■ **Stated exercise**:
Repeat exactly, and only, the lines from the one containing "of the portico" through the end of the records.
[start Given data]
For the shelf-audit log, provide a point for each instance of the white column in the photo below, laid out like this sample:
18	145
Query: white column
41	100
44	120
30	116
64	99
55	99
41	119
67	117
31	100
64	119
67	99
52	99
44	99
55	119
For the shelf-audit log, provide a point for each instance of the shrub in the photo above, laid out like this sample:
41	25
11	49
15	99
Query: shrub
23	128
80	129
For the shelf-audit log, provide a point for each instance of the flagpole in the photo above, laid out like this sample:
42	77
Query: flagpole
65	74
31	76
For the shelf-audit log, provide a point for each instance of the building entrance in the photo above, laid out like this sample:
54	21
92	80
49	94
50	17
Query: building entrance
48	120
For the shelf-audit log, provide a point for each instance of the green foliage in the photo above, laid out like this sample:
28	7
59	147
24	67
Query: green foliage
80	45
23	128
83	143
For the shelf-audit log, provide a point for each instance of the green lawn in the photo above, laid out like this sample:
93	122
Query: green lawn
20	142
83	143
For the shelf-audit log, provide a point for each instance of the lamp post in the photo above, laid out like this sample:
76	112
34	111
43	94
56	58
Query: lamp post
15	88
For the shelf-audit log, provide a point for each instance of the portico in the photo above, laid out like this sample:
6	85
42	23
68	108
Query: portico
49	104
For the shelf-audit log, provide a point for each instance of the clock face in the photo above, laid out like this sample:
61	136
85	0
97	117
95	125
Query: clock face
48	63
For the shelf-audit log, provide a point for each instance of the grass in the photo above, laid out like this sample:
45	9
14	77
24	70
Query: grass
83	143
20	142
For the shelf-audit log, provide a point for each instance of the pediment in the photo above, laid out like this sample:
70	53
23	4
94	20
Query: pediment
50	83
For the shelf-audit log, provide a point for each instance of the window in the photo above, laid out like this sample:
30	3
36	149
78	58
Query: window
[end Given data]
■ **Response to the exercise**:
For the shelf-audit log, provide a point for each instance of the portico in the photo above, laid out like this sample:
6	85
42	23
68	108
Query: portico
49	104
For the shelf-audit log, provide a point for each instance of the clock face in the photo above, laid out like this sample:
61	136
85	0
97	117
95	125
Query: clock face
48	63
For the shelf-audit log, provide a point for each instance of the grass in the photo above, laid out like this sample:
45	9
14	77
24	70
Query: grass
83	143
20	142
For the shelf-audit log, provide a point for each instance of the pediment in the photo above, laid out like this sample:
70	53
23	4
94	20
Query: pediment
50	83
For the shelf-audit log, provide a point for each instance of the window in the photo above, laid out like this sample:
30	3
36	149
78	58
Query: window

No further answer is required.